### GIVEN TEXT
╭──

A good consultant would suggest collaboratively looking at student work — being a best practice that may have helped if the leadership team was sure to dedicate time and energy to it. But all too often, those solutions that are generated from outsiders simply do not work. When I was a recipient of the PDC’s coaching and facilitation, I felt profoundly honored for the expertise and insight that I had. Now, I extend that to Winooski, and they regularly tell me how refreshing it is to work with an outside “consultant” who values them and their ideas rather than telling them everything they’re doing wrong and how to do it differently. In reflection on this process, WMHS’s Matthew Webb said, “For school change to work, it needs to tap into teachers’ hopes and capabilities and creativity. We are so fortunate to have found Eagel Rock’s PDC and its model for change that believes in and builds upon the best of who we are.”
I can’t stress enough what a profound shift this is in how professional development is delivered. After experiencing far too many wasted hours of “professional development” in my time as a public school teacher, I feel proud and privileged to be able to deliver something different to the heroes we have in our public schools.
By the time I returned to WMHS in January of ‘15, the GX Champ had already started to have a ripple effect. Although the first student had not yet been recognized, faculty nominations were rolling in. All of a sudden, faculty was focused on what they wanted students to learn for each of the GXs.

╰──

### DIRECTIONS
Retype the passage on professional development, starting with "By the time" and going on through "of the GXs.".

### LISTED ENTRIES

╭──

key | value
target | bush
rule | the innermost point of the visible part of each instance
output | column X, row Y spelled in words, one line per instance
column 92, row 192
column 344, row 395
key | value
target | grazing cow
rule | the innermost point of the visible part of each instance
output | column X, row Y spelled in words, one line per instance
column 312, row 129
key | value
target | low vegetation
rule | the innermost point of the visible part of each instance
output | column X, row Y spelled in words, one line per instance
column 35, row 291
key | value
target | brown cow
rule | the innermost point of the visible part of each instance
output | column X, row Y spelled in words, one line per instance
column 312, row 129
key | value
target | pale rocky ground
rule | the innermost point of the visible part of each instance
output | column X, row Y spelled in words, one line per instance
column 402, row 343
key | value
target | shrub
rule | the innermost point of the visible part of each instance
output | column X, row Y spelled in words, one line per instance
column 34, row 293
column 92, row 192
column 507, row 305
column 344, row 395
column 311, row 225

╰──
╭──

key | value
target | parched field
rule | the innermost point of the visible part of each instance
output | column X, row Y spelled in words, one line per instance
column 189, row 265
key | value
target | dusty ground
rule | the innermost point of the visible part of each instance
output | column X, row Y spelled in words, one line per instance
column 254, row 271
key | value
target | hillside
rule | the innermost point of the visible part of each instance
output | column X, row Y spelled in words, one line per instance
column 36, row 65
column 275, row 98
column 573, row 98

╰──
╭──

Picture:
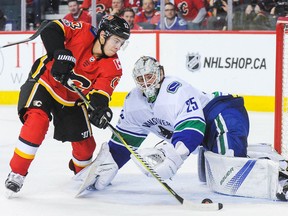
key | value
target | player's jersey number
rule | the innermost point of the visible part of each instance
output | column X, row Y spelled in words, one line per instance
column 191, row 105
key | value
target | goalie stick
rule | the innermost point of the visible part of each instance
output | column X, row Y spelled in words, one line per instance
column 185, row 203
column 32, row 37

╰──

### EXPECTED ANSWER
By the time I returned to WMHS in January of ‘15, the GX Champ had already started to have a ripple effect. Although the first student had not yet been recognized, faculty nominations were rolling in. All of a sudden, faculty was focused on what they wanted students to learn for each of the GXs.